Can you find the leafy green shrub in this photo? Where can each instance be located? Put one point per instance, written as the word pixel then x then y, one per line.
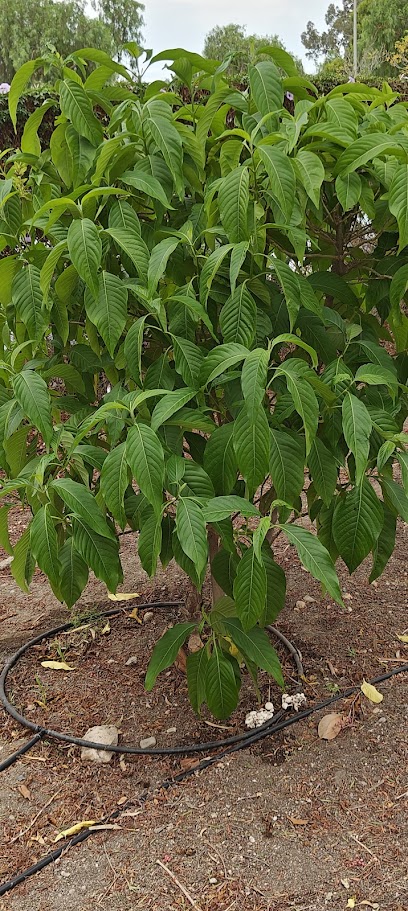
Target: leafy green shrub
pixel 202 335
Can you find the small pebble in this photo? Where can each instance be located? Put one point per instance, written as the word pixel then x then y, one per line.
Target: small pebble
pixel 147 743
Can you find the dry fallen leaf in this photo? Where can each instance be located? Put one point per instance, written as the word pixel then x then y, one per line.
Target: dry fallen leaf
pixel 123 596
pixel 330 726
pixel 181 661
pixel 24 791
pixel 134 615
pixel 194 643
pixel 73 830
pixel 371 692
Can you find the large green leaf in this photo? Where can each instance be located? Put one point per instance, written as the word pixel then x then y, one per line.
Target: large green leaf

TASK DIRECTIONS | From the material above, copy everything exactly but the pictures.

OUTPUT OF THE TASK |
Can you find the leafy green shrub in this photo? Where can each instance be located? Put one point per instance, written as the word pixel then x then y, one per line.
Target: leafy green shrub
pixel 202 335
Can you find the small pebble in this photo? Where can each instance be located? Put one point per instance, written as the word pixel then x then y, one per line.
Target: small pebble
pixel 147 743
Can you find the dry fallen leaf in this photo? Where can each instance be located? Put one point per instance, written as the word pixel then x then y, one per line.
Target: dry fallen leaf
pixel 123 596
pixel 330 726
pixel 181 661
pixel 24 791
pixel 134 615
pixel 194 643
pixel 73 830
pixel 371 692
Can you find the large green leaf in this photo? Where can each instance be located? Put one point per instance, written as the word pixel then x then y, one per line.
Target: large green leaf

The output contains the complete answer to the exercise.